Aim: Would you retype all of these records exactly?
◇ ◇ ◇ ◇ ◇ ◇ ◇
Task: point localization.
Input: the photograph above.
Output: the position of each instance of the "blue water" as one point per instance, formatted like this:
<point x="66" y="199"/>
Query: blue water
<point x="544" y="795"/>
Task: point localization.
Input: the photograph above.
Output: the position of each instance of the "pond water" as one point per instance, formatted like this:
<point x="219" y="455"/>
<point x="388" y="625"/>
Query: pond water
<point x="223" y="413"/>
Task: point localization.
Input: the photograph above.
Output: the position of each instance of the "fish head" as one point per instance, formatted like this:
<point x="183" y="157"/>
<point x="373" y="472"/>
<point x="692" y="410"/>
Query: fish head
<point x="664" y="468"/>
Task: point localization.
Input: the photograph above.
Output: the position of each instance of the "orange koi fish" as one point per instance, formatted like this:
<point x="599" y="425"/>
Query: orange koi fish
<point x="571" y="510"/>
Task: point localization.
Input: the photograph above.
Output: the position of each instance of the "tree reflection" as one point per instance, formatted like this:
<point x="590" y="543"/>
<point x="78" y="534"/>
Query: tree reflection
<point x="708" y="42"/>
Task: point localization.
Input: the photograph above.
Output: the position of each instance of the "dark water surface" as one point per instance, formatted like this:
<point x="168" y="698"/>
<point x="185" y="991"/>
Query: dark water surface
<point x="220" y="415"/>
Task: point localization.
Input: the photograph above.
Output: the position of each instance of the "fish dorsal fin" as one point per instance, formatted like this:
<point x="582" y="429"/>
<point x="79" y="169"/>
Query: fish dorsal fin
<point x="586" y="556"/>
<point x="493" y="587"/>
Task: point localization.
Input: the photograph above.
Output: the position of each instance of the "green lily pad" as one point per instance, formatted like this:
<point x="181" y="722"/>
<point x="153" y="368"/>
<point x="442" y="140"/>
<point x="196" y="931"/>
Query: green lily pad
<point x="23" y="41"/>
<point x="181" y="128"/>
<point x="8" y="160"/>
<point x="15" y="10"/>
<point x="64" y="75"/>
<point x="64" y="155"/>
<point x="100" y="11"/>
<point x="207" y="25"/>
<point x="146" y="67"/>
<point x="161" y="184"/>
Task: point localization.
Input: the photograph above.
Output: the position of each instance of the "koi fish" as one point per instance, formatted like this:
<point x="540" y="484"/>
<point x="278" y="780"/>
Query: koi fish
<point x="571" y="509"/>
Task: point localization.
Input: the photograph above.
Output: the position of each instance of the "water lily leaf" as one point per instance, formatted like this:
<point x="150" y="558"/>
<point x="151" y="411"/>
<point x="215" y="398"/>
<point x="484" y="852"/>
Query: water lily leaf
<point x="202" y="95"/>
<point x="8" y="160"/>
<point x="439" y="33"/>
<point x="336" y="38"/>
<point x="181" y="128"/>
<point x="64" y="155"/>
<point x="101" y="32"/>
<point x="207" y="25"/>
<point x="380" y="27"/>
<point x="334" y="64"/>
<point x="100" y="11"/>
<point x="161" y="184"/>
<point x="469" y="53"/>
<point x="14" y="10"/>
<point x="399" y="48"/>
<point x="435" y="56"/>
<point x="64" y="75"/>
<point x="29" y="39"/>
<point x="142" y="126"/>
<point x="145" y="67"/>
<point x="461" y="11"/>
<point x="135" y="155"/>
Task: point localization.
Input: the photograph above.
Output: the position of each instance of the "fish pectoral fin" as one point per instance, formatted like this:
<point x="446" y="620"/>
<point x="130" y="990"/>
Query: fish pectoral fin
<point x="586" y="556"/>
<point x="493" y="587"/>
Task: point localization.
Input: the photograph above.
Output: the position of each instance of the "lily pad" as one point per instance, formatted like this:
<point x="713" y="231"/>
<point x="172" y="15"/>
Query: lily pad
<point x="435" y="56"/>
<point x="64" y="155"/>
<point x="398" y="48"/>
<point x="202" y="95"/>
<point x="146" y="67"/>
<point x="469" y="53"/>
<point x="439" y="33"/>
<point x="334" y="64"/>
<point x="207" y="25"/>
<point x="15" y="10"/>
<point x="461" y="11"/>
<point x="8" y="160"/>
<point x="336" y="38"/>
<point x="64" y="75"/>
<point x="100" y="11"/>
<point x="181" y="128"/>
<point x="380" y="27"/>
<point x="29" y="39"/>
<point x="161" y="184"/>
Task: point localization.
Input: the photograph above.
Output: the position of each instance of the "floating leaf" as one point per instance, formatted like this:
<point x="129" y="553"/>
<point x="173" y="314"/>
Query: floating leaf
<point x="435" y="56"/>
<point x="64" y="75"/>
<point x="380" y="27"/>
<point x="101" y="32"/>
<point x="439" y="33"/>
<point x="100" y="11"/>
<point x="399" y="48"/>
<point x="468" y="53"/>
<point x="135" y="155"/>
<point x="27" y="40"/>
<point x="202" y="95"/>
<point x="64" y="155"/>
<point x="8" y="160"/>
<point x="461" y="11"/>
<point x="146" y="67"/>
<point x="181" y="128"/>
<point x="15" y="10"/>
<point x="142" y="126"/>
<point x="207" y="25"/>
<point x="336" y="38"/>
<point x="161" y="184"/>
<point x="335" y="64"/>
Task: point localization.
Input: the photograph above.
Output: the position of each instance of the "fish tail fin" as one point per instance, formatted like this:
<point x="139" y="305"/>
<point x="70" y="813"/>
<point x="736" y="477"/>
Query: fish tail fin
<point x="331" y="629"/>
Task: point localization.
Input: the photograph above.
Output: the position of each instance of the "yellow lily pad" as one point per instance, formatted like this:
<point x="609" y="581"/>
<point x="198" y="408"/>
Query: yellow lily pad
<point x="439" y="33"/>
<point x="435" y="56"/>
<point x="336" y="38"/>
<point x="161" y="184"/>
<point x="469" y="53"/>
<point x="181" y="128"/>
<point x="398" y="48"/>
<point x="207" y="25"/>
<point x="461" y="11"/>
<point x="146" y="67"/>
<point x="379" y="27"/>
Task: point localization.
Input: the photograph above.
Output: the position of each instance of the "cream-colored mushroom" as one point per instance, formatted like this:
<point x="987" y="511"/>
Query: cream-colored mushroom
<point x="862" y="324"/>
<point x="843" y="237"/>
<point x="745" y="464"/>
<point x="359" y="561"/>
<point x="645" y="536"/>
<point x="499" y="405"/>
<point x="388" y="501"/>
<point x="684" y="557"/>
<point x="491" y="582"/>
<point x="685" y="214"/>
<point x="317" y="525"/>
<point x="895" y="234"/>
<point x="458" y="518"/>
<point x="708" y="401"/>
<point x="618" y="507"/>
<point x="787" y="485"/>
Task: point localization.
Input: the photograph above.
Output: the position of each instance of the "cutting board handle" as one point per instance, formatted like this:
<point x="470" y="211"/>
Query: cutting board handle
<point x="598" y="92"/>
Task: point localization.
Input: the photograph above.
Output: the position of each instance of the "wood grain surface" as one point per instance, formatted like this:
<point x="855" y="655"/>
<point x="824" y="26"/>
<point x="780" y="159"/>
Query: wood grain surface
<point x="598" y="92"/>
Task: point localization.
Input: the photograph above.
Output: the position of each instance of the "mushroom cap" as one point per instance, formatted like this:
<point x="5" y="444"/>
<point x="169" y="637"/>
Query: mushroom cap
◇ ◇ ◇ ◇ ◇ ◇ ◇
Output below:
Task: point localization.
Input: the photograph above.
Output: the position of each instance of the "blue water" as one point per instance, formatted like this:
<point x="66" y="199"/>
Query: blue water
<point x="544" y="795"/>
Task: point localization.
Input: the photograph above.
Output: the position of each instance of the "pond water" as one point per instance, formatted like this:
<point x="219" y="455"/>
<point x="388" y="625"/>
Query: pond water
<point x="223" y="413"/>
Task: point localization.
Input: the photograph above.
Output: the position of each instance of the "fish head" as one point per instance, formatted like this:
<point x="183" y="157"/>
<point x="373" y="472"/>
<point x="692" y="410"/>
Query: fish head
<point x="664" y="468"/>
Task: point localization.
Input: the photograph above.
Output: the position of each instance of the "orange koi fish" as one point per instance, formatted like this:
<point x="599" y="425"/>
Query: orange koi fish
<point x="571" y="510"/>
Task: point localization.
Input: the photograph above.
Output: the position of each instance of the "tree reflection" as one point per instance, formatted like this:
<point x="590" y="543"/>
<point x="78" y="534"/>
Query: tree reflection
<point x="708" y="42"/>
Task: point localization.
Input: the photograph above.
Output: the position of each instance of the "dark water surface" as one point per instance, formatted like this:
<point x="168" y="698"/>
<point x="185" y="991"/>
Query: dark water surface
<point x="220" y="415"/>
Task: point localization.
Input: the photograph above.
Output: the position of each instance of the "fish dorsal fin" as one point per instance, formatted like this:
<point x="582" y="429"/>
<point x="79" y="169"/>
Query: fish dorsal fin
<point x="586" y="556"/>
<point x="493" y="587"/>
Task: point localization.
Input: the photograph above.
Output: the position of each instance of the "green lily pad" as one point per instance, formatted like this:
<point x="181" y="722"/>
<point x="153" y="368"/>
<point x="442" y="140"/>
<point x="196" y="931"/>
Query: green lily pad
<point x="23" y="41"/>
<point x="181" y="128"/>
<point x="8" y="160"/>
<point x="15" y="10"/>
<point x="64" y="75"/>
<point x="64" y="155"/>
<point x="100" y="11"/>
<point x="207" y="25"/>
<point x="146" y="67"/>
<point x="161" y="184"/>
Task: point localization.
Input: the photograph above.
Output: the position of each instance of the "koi fish" as one point per instance, formatted like this:
<point x="540" y="484"/>
<point x="278" y="780"/>
Query: koi fish
<point x="571" y="509"/>
Task: point localization.
Input: the photograph above.
Output: the position of each instance of the "water lily leaf" as one point per instance, formatted like this:
<point x="150" y="558"/>
<point x="151" y="411"/>
<point x="215" y="398"/>
<point x="484" y="852"/>
Query: water lily leaf
<point x="202" y="95"/>
<point x="8" y="160"/>
<point x="439" y="33"/>
<point x="336" y="38"/>
<point x="181" y="128"/>
<point x="64" y="155"/>
<point x="101" y="32"/>
<point x="207" y="25"/>
<point x="380" y="27"/>
<point x="334" y="64"/>
<point x="100" y="11"/>
<point x="161" y="184"/>
<point x="469" y="53"/>
<point x="14" y="10"/>
<point x="399" y="48"/>
<point x="435" y="56"/>
<point x="64" y="75"/>
<point x="29" y="39"/>
<point x="142" y="126"/>
<point x="145" y="67"/>
<point x="461" y="11"/>
<point x="135" y="155"/>
Task: point localization.
Input: the photograph above.
Output: the position of each instance of the "fish pectoral fin" as one point per instance, formatted like this:
<point x="446" y="620"/>
<point x="130" y="990"/>
Query: fish pectoral fin
<point x="586" y="556"/>
<point x="493" y="587"/>
Task: point localization.
Input: the photograph above.
Output: the position of each instance of the "lily pad" as one point per instance, formatted like this:
<point x="713" y="231"/>
<point x="172" y="15"/>
Query: lily pad
<point x="435" y="56"/>
<point x="64" y="155"/>
<point x="398" y="48"/>
<point x="202" y="95"/>
<point x="146" y="67"/>
<point x="469" y="53"/>
<point x="439" y="33"/>
<point x="334" y="64"/>
<point x="207" y="25"/>
<point x="15" y="10"/>
<point x="461" y="11"/>
<point x="8" y="160"/>
<point x="336" y="38"/>
<point x="64" y="75"/>
<point x="100" y="11"/>
<point x="181" y="128"/>
<point x="380" y="27"/>
<point x="29" y="39"/>
<point x="161" y="184"/>
Task: point localization.
Input: the photograph above.
Output: the position of each instance of the "floating leaf" as one point per instance, formatted like this:
<point x="129" y="553"/>
<point x="173" y="314"/>
Query: floating leaf
<point x="435" y="56"/>
<point x="64" y="75"/>
<point x="380" y="27"/>
<point x="101" y="32"/>
<point x="439" y="33"/>
<point x="100" y="11"/>
<point x="399" y="48"/>
<point x="468" y="53"/>
<point x="135" y="155"/>
<point x="27" y="40"/>
<point x="202" y="95"/>
<point x="64" y="155"/>
<point x="8" y="160"/>
<point x="461" y="11"/>
<point x="146" y="67"/>
<point x="181" y="128"/>
<point x="15" y="10"/>
<point x="142" y="126"/>
<point x="207" y="25"/>
<point x="336" y="38"/>
<point x="161" y="184"/>
<point x="335" y="64"/>
Task: point localization.
Input: the photograph above.
Output: the position of each instance of the "fish tail fin" as one point per instance, formatted like this:
<point x="139" y="305"/>
<point x="70" y="813"/>
<point x="736" y="477"/>
Query: fish tail fin
<point x="331" y="629"/>
Task: point localization.
Input: the photograph above.
Output: the position of each instance of the "yellow lily pad" as one point per instance, formatted like this:
<point x="609" y="581"/>
<point x="198" y="408"/>
Query: yellow lily pad
<point x="439" y="33"/>
<point x="435" y="56"/>
<point x="336" y="38"/>
<point x="161" y="184"/>
<point x="469" y="53"/>
<point x="181" y="128"/>
<point x="398" y="48"/>
<point x="207" y="25"/>
<point x="461" y="11"/>
<point x="146" y="67"/>
<point x="379" y="27"/>
Task: point localization.
Input: the photograph above.
Output: the position of each instance of the "cream-colored mushroom" as one point per instance, formatted like this:
<point x="987" y="511"/>
Query: cream-colored mushroom
<point x="862" y="324"/>
<point x="843" y="237"/>
<point x="745" y="464"/>
<point x="359" y="561"/>
<point x="645" y="536"/>
<point x="499" y="405"/>
<point x="388" y="501"/>
<point x="684" y="557"/>
<point x="491" y="582"/>
<point x="685" y="214"/>
<point x="317" y="525"/>
<point x="895" y="234"/>
<point x="458" y="518"/>
<point x="708" y="401"/>
<point x="618" y="507"/>
<point x="787" y="485"/>
Task: point localization.
Input: the photograph above.
Output: the position of each instance of the "cutting board handle" as one point per instance, formatted like this:
<point x="470" y="211"/>
Query: cutting board handle
<point x="598" y="92"/>
Task: point localization.
Input: the photograph above.
Output: the position of each instance of the "wood grain surface" as one point per instance, formatted like this:
<point x="855" y="655"/>
<point x="824" y="26"/>
<point x="780" y="159"/>
Query: wood grain surface
<point x="598" y="92"/>
Task: point localization.
Input: the photograph above.
Output: the position of each instance of the "mushroom cap" as one point per instance, formatted like this:
<point x="5" y="444"/>
<point x="169" y="637"/>
Query: mushroom cap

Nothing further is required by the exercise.